▶ **Data provided**:
========================================================================

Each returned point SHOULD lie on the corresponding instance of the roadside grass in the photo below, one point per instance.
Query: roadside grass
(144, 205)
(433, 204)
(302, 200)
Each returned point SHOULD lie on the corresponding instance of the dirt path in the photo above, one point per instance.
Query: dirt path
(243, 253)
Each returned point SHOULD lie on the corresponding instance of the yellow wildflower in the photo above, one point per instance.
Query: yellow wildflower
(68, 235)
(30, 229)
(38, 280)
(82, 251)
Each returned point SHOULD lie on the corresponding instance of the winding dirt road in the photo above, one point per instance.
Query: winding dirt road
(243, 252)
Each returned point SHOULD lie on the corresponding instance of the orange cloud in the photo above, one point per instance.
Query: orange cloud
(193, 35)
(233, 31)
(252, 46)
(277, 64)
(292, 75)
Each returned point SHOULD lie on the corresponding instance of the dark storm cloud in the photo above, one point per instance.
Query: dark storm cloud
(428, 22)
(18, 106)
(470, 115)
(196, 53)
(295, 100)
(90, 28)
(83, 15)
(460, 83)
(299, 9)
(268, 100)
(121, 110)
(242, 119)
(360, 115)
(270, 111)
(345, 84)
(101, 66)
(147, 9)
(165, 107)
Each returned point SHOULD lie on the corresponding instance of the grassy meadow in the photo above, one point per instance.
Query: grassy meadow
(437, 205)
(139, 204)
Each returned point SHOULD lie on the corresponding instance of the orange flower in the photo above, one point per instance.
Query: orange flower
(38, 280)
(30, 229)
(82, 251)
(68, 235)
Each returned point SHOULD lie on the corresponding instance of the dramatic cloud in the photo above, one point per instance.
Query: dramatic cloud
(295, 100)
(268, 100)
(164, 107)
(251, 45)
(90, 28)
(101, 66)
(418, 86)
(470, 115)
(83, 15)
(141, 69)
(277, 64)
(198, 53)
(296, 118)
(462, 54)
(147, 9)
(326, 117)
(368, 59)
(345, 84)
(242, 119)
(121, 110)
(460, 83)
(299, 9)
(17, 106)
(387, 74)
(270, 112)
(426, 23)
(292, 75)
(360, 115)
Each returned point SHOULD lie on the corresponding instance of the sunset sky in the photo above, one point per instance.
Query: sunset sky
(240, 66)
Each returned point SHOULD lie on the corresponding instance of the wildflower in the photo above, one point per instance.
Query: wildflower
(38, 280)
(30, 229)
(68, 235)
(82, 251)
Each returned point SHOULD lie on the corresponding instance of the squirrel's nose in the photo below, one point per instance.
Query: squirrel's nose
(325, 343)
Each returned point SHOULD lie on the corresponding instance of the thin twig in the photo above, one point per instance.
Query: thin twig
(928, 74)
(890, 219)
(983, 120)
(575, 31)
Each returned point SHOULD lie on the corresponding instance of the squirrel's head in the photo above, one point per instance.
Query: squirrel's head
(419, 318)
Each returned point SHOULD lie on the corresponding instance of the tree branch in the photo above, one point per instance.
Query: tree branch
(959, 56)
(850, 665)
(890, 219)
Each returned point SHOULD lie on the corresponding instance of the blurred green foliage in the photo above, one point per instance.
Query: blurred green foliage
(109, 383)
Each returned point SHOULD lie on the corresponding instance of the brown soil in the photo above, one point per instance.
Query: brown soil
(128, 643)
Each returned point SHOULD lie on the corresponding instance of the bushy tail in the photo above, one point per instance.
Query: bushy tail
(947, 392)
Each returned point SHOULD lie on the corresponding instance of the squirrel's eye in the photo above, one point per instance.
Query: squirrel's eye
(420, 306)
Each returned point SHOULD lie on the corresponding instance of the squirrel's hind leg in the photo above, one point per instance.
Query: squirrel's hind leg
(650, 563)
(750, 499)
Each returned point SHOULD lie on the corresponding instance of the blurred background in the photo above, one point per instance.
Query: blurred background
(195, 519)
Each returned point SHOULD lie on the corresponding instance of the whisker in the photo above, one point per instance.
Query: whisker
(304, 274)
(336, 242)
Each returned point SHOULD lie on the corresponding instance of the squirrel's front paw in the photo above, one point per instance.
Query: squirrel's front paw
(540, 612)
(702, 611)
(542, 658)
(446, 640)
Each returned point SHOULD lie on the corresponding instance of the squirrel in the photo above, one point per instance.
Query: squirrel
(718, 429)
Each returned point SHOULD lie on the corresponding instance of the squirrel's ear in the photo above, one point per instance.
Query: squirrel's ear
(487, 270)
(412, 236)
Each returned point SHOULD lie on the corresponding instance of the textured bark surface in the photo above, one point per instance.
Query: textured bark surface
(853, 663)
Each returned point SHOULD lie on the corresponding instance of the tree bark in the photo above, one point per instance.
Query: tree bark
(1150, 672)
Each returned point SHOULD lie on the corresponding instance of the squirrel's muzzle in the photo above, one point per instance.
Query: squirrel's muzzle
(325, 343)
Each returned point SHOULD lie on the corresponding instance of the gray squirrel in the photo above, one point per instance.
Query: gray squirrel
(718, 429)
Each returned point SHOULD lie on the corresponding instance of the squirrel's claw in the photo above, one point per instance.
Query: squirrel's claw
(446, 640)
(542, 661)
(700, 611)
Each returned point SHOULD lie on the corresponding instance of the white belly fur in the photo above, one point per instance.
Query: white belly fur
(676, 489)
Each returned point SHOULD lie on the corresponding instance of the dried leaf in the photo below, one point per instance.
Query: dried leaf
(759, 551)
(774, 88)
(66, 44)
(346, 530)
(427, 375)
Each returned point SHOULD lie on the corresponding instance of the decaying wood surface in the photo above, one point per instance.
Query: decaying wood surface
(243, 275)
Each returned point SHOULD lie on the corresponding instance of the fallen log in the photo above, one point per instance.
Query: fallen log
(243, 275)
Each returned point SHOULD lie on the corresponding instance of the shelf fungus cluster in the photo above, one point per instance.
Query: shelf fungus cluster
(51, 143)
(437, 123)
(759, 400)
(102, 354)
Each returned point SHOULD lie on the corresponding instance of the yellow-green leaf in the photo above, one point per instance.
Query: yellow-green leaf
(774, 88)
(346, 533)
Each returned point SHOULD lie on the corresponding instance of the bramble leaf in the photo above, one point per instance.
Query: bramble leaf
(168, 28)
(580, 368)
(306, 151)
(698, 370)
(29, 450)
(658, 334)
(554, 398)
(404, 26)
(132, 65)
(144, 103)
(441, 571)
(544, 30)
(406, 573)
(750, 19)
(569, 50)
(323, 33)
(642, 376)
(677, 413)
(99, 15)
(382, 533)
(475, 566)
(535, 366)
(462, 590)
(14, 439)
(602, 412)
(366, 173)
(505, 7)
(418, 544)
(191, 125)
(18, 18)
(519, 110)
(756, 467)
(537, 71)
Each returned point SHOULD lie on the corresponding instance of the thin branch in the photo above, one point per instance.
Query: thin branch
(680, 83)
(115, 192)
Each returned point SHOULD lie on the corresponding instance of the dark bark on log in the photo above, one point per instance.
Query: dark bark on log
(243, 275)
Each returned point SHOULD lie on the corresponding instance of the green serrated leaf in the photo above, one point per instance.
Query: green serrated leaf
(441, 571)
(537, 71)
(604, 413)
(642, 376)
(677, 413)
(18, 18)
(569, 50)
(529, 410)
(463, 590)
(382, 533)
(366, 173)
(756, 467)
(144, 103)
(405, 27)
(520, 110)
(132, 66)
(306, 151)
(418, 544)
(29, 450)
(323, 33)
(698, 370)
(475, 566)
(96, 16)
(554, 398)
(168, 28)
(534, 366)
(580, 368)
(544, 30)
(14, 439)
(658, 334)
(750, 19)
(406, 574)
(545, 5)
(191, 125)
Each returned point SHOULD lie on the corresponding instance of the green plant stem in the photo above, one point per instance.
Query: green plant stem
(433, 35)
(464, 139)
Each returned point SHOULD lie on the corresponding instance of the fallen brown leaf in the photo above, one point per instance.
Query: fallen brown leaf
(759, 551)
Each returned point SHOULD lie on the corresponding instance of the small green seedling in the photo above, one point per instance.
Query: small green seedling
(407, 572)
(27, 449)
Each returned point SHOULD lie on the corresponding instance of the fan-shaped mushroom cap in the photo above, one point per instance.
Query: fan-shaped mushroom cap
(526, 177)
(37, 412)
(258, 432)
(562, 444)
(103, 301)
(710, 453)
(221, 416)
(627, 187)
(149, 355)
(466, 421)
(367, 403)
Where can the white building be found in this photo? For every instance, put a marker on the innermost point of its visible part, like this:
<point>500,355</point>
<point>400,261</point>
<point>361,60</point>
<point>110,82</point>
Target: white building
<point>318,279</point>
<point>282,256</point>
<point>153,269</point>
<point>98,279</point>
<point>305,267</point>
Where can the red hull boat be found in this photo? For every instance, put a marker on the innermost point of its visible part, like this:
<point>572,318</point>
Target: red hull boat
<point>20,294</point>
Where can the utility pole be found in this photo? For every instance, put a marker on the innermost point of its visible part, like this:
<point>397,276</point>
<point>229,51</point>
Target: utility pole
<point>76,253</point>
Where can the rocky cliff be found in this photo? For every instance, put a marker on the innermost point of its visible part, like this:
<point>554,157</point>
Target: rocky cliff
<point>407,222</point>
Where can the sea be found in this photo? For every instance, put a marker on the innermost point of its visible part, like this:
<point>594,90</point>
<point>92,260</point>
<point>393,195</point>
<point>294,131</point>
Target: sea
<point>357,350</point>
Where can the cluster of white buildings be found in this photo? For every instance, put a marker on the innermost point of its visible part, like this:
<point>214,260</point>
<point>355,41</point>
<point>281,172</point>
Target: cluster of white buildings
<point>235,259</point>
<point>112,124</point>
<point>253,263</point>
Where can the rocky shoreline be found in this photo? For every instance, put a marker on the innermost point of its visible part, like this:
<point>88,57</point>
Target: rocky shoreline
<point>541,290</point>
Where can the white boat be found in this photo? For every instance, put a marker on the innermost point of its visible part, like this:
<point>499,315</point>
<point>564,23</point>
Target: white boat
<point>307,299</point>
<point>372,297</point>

========================================================================

▶ **Task to carry out**:
Every line from the line containing "Where can the cluster" to the last line of the material above must be repeated exactly, and no other line.

▶ **Final result**:
Where can the cluster of white buildings be found in this photo? For every instance, put a marker on the innermost point of its visible part, like this:
<point>214,260</point>
<point>355,41</point>
<point>281,172</point>
Target: cluster of white buildings
<point>235,259</point>
<point>112,124</point>
<point>253,263</point>
Where can the rocky shoreline be found in this photo? For every instance, put a marker on the innermost point of its visible part, like this:
<point>88,57</point>
Target: rocky shoreline
<point>541,290</point>
Where can the white boat be found in this photo? For every instance, put a marker on the innermost point of its visible part, like this:
<point>499,315</point>
<point>564,23</point>
Target: white boat
<point>307,299</point>
<point>372,297</point>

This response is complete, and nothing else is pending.